* Begin Material *

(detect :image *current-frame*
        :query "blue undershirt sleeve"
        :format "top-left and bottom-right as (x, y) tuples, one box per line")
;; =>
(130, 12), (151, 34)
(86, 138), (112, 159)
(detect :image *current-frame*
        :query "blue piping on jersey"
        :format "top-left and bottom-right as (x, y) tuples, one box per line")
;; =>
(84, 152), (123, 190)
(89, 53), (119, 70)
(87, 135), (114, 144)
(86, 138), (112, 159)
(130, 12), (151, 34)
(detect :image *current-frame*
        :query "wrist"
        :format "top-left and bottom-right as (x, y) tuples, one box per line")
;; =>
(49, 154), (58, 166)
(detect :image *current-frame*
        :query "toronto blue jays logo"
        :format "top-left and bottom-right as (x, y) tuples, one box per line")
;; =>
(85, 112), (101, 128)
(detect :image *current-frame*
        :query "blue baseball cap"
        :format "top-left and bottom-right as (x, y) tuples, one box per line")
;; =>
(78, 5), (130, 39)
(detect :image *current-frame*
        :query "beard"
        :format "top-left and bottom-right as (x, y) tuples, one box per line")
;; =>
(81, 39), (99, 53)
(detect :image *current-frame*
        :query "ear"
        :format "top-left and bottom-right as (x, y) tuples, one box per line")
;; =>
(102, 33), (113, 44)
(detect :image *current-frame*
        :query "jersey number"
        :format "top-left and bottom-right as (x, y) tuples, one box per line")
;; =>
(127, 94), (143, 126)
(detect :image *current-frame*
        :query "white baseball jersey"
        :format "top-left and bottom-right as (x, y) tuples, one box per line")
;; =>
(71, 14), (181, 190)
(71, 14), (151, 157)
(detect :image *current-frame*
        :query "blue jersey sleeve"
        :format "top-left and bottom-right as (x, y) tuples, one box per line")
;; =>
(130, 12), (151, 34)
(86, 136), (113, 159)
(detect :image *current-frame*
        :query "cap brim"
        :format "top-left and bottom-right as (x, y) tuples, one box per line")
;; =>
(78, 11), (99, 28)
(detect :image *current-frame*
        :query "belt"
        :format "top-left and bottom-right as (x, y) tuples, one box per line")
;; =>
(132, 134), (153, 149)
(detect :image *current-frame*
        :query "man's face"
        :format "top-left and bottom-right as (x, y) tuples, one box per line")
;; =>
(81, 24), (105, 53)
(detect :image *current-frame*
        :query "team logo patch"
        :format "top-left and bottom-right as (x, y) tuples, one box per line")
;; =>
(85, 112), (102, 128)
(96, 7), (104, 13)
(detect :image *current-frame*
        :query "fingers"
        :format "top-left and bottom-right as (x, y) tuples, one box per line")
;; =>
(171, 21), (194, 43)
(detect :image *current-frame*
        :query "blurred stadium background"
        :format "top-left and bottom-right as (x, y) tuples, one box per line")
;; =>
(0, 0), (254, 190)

* End Material *
* Begin Material *

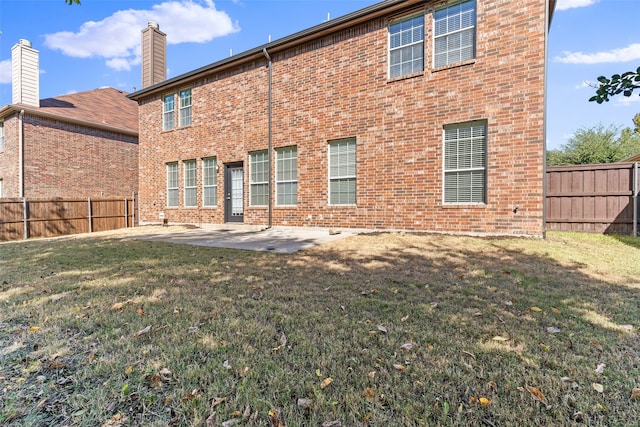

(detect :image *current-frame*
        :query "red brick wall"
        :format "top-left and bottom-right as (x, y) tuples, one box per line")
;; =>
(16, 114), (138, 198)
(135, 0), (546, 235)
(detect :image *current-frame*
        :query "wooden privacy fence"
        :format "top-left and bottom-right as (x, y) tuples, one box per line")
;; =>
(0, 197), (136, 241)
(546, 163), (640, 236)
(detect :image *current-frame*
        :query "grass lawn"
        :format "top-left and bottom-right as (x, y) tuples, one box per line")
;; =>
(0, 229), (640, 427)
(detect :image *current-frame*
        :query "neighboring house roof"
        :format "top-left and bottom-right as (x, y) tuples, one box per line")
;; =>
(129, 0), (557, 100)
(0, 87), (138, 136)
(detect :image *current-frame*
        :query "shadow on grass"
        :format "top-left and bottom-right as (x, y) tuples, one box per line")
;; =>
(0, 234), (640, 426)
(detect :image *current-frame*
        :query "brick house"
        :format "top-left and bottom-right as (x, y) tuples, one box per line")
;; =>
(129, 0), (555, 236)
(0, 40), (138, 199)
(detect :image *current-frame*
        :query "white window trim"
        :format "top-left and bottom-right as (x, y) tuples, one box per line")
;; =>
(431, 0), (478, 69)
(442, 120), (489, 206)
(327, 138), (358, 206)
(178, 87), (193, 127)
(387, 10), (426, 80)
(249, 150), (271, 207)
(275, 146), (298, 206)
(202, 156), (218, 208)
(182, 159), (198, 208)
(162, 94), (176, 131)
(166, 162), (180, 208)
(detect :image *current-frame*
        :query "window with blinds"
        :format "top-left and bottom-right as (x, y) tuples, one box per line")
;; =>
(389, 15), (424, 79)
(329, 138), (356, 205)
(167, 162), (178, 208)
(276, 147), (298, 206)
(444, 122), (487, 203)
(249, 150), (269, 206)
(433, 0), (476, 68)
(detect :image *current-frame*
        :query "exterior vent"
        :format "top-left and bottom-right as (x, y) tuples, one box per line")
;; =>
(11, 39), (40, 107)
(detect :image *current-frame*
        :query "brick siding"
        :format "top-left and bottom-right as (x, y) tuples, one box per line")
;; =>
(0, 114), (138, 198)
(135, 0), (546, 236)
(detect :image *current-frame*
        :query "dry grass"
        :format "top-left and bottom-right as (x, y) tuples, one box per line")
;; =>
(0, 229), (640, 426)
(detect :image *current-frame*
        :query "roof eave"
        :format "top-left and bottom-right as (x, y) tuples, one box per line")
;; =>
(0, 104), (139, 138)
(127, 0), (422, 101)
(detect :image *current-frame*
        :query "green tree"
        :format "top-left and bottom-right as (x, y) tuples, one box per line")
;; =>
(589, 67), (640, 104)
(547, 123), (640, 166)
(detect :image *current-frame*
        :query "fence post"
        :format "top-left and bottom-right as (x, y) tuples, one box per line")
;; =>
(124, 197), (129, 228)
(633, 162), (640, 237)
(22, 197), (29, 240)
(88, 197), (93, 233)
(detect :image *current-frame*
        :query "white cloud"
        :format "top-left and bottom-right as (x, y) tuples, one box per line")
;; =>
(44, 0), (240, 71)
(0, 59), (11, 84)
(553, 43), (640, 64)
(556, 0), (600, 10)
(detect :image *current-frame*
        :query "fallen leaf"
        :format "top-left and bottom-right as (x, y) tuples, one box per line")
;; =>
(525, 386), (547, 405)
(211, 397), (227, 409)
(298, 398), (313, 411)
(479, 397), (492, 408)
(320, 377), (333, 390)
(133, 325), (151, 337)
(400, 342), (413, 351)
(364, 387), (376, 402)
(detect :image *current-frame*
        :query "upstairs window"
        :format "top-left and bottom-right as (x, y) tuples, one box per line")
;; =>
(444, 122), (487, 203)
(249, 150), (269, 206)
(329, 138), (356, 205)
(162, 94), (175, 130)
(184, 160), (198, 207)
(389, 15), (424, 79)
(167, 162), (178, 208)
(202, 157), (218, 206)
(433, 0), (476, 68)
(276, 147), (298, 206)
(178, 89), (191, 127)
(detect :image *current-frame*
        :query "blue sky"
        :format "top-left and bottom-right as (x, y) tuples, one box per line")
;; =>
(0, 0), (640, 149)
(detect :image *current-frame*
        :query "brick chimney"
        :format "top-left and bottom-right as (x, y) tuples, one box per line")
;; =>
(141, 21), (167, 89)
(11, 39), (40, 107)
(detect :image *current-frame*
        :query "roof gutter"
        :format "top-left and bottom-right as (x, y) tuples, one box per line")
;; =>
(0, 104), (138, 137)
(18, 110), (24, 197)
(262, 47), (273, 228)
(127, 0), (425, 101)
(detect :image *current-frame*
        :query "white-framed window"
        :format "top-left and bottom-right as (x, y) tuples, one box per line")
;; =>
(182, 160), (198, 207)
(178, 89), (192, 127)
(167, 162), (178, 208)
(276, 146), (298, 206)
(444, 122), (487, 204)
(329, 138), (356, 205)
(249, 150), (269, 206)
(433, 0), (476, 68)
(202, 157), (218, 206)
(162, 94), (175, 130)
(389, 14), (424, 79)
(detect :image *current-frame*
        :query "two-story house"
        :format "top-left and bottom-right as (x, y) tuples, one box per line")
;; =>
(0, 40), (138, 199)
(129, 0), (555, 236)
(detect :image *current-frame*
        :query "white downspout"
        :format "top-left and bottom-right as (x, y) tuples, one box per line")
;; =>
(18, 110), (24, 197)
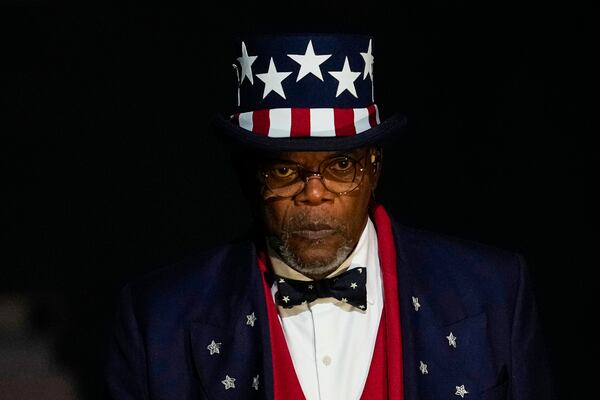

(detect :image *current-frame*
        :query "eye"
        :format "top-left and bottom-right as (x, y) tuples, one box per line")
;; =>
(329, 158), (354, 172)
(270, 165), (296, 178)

* End Material *

Your objective> From the listing above, pull out every line that contains the word "jersey", treating uppercase and lowercase as different.

Exercise answer>
        :query "blue piping on jersey"
        :query "jersey number"
        :query "white baseball jersey"
        :query "blue jersey sleeve"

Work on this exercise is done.